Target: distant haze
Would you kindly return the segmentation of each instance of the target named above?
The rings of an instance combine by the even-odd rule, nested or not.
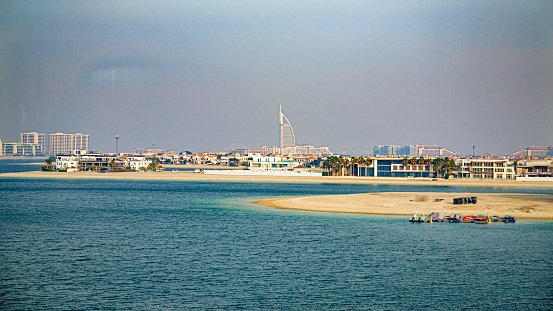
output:
[[[2,1],[0,139],[334,152],[553,144],[553,2]]]

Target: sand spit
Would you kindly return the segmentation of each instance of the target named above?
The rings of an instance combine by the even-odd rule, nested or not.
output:
[[[453,198],[477,197],[476,204],[454,205]],[[428,201],[418,201],[427,198]],[[381,192],[348,195],[277,198],[255,201],[273,208],[378,215],[440,214],[516,215],[519,219],[553,220],[553,194]],[[531,210],[531,213],[524,212]]]

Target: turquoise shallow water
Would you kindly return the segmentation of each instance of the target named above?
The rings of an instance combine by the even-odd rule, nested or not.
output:
[[[423,190],[467,191],[0,178],[0,309],[552,309],[553,222],[430,226],[249,203]]]

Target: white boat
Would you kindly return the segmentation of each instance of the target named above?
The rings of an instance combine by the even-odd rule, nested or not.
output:
[[[423,212],[413,212],[413,216],[409,219],[410,222],[424,222],[425,220]]]

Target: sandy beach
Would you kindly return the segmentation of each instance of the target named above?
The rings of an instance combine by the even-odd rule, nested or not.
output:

==================================================

● **What you have to do**
Copy out every line from the one containing "Target: turquoise shallow water" to the end of the material, both ends included.

● **Exercise response**
Target: turquoise shallow water
Would you kindly return the segmentation of each instance of the target named above?
The rings of an instance combine by the even-odd rule, nested or not.
output:
[[[423,190],[467,191],[0,178],[0,309],[552,309],[553,222],[430,226],[249,203]]]

Target: white boat
Would you kindly return the segmentation of each instance of the target named above?
The rings of an instance combine by the even-odd rule, nested or not.
output:
[[[423,212],[413,212],[413,216],[409,219],[410,222],[424,222],[425,220]]]

Target: sandy beach
Would you kindly return the segmentation of each instance of the target named above?
The rings of an instance combine by the even-odd rule, nested or not.
output:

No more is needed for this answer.